### PROBLEM STATEMENT
Copy out the article on traditional African dishes in full, word for word.

### DOCUMENT EXTRACT
-- BEGIN --
19 Traditional African Dishes from Across the Continent

Learn about African cuisine with these common dishes.

Africa is a beautiful continent famed for its wildlife, stunning landscapes, the vast array of cultures, and fascinating histories. 

Traditional tajine dishes, couscous and fresh salad on rustic wooden table

But, as the second-largest continent on Earth and housing more than a billion people, Africa is home to some of the most diverse culinary cultures. With such diversity, the continent is a food lover’s paradise.

Many African dishes have influences from around the world and often contain grains, meat, root vegetables, and robust spices.

From the shores of Cape Town to the Sahara Desert, from the West African coast to the horn of Somalia, here are some of the most popular African foods.

Popular African Foods

Whether you love spicy food or tender flame-grilled meats, you’ll be hungry for some traditional African cuisine.


Tajine is a stew that originated in North Africa, and it’s common in Algeria and Morocco.

Tajine is prepared with spices, slow-cooked meats, seasoning, and vegetables or fruits. 

What is unique about tajine is its sweet and sour flavor. The taste of the fruit and meat mixes into a savory taste. 

But, Tunisian tajine is a little different. The Tunisian dishes are like frittatas, with fresh herbs, starches, and small pieces of meat.

The name tajine comes from the pottery in which it’s served. While I love a hearty lamb tajine, the vegetarian version is just as layered and delicious.


Bobotie is a South African dish made with meat and egg. You can serve bobotie with various side dishes such as chutney or rice.

Bobotie is made by mincing a meat layer beneath a baked egg coating. Typical meat choices include:

  • Beef
  • Pork
  • Lamb

It’s common to add chopped onions, raisins, sultanas, walnuts, and other regional toppings. These toppings sweeten the dish.
-- END --
### INFORMATION PROVIDED
-- BEGIN --
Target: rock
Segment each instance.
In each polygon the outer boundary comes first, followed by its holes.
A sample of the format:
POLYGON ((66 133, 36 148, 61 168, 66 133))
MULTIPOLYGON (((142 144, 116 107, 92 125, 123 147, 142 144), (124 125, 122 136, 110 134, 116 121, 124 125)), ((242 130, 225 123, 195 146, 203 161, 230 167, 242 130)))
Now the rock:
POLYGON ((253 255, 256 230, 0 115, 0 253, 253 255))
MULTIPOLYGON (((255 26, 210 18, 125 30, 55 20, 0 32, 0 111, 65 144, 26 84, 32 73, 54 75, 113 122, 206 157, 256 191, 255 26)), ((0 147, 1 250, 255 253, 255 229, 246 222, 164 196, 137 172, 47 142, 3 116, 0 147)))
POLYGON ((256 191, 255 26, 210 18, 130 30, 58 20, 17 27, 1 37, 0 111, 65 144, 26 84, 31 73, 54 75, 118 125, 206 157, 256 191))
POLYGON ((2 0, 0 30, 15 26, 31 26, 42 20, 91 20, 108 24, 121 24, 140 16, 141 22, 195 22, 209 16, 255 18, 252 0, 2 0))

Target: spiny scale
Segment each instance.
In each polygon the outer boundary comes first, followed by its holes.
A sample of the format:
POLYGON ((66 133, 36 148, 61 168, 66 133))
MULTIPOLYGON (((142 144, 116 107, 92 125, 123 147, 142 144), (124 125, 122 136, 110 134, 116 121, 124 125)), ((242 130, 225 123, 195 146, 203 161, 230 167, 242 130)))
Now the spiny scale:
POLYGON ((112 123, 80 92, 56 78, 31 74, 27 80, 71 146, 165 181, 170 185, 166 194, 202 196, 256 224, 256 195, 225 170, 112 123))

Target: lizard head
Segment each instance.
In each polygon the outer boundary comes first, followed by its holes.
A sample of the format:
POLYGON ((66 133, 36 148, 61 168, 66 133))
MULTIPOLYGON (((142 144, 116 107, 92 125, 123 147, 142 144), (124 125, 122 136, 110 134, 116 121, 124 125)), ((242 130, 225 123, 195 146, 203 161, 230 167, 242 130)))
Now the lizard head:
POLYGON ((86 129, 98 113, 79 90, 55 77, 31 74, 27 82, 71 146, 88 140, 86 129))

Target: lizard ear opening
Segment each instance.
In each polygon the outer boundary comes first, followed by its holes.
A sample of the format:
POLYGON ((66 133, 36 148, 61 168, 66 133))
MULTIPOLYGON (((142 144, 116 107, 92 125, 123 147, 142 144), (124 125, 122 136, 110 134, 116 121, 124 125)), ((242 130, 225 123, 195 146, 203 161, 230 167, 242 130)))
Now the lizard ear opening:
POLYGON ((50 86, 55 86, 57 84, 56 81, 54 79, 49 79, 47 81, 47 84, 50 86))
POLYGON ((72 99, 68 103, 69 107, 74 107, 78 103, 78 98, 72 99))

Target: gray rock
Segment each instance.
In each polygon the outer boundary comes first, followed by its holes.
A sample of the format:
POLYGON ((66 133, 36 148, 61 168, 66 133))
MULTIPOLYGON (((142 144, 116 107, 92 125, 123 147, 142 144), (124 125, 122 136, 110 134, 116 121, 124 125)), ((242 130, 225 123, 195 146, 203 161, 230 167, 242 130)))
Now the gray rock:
-- END --
### TASK RESPONSE
19 Traditional African Dishes from Across the Continent

Learn about African cuisine with these common dishes.

Africa is a beautiful continent famed for its wildlife, stunning landscapes, the vast array of cultures, and fascinating histories. 

Traditional tajine dishes, couscous and fresh salad on rustic wooden table

But, as the second-largest continent on Earth and housing more than a billion people, Africa is home to some of the most diverse culinary cultures. With such diversity, the continent is a food lover’s paradise.

Many African dishes have influences from around the world and often contain grains, meat, root vegetables, and robust spices.

From the shores of Cape Town to the Sahara Desert, from the West African coast to the horn of Somalia, here are some of the most popular African foods.

Popular African Foods

Whether you love spicy food or tender flame-grilled meats, you’ll be hungry for some traditional African cuisine.


Tajine is a stew that originated in North Africa, and it’s common in Algeria and Morocco.

Tajine is prepared with spices, slow-cooked meats, seasoning, and vegetables or fruits. 

What is unique about tajine is its sweet and sour flavor. The taste of the fruit and meat mixes into a savory taste. 

But, Tunisian tajine is a little different. The Tunisian dishes are like frittatas, with fresh herbs, starches, and small pieces of meat.

The name tajine comes from the pottery in which it’s served. While I love a hearty lamb tajine, the vegetarian version is just as layered and delicious.


Bobotie is a South African dish made with meat and egg. You can serve bobotie with various side dishes such as chutney or rice.

Bobotie is made by mincing a meat layer beneath a baked egg coating. Typical meat choices include:

  • Beef
  • Pork
  • Lamb

It’s common to add chopped onions, raisins, sultanas, walnuts, and other regional toppings. These toppings sweeten the dish.